YOUR GOAL -
Render the records below as a Markdown table with two columns, Row for a running number and Line for the line itself, skipping blank lines. Begin at the first line of the records and stop after the line that contains "xmin=51 ymin=27 xmax=76 ymax=43".

━━━

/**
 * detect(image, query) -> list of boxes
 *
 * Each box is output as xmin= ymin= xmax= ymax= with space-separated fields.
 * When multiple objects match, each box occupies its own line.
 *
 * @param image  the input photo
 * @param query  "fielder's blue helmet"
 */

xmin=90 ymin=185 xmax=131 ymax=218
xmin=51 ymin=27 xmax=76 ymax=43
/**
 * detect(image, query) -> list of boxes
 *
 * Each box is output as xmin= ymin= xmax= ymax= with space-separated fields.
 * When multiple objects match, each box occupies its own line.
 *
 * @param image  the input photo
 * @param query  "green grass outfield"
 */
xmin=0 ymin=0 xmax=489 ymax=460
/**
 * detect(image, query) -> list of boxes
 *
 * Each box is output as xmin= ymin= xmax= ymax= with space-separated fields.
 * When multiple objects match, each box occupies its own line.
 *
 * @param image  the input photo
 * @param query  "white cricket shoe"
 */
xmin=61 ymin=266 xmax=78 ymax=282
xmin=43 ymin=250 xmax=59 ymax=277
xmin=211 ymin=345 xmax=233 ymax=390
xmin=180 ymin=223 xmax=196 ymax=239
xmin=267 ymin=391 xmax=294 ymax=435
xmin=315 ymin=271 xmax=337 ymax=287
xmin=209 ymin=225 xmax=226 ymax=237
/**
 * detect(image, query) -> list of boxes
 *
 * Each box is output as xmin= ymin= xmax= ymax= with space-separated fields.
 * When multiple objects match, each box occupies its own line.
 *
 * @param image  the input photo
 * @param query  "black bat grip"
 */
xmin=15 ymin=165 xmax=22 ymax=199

━━━

RESPONSE BELOW -
| Row | Line |
|---|---|
| 1 | /** |
| 2 |  * detect(image, query) -> list of boxes |
| 3 |  * |
| 4 |  * Each box is output as xmin= ymin= xmax= ymax= with space-separated fields. |
| 5 |  * When multiple objects match, each box occupies its own line. |
| 6 |  * |
| 7 |  * @param image  the input photo |
| 8 |  * @param query  "fielder's blue helmet" |
| 9 |  */ |
| 10 | xmin=90 ymin=185 xmax=131 ymax=218 |
| 11 | xmin=51 ymin=27 xmax=76 ymax=43 |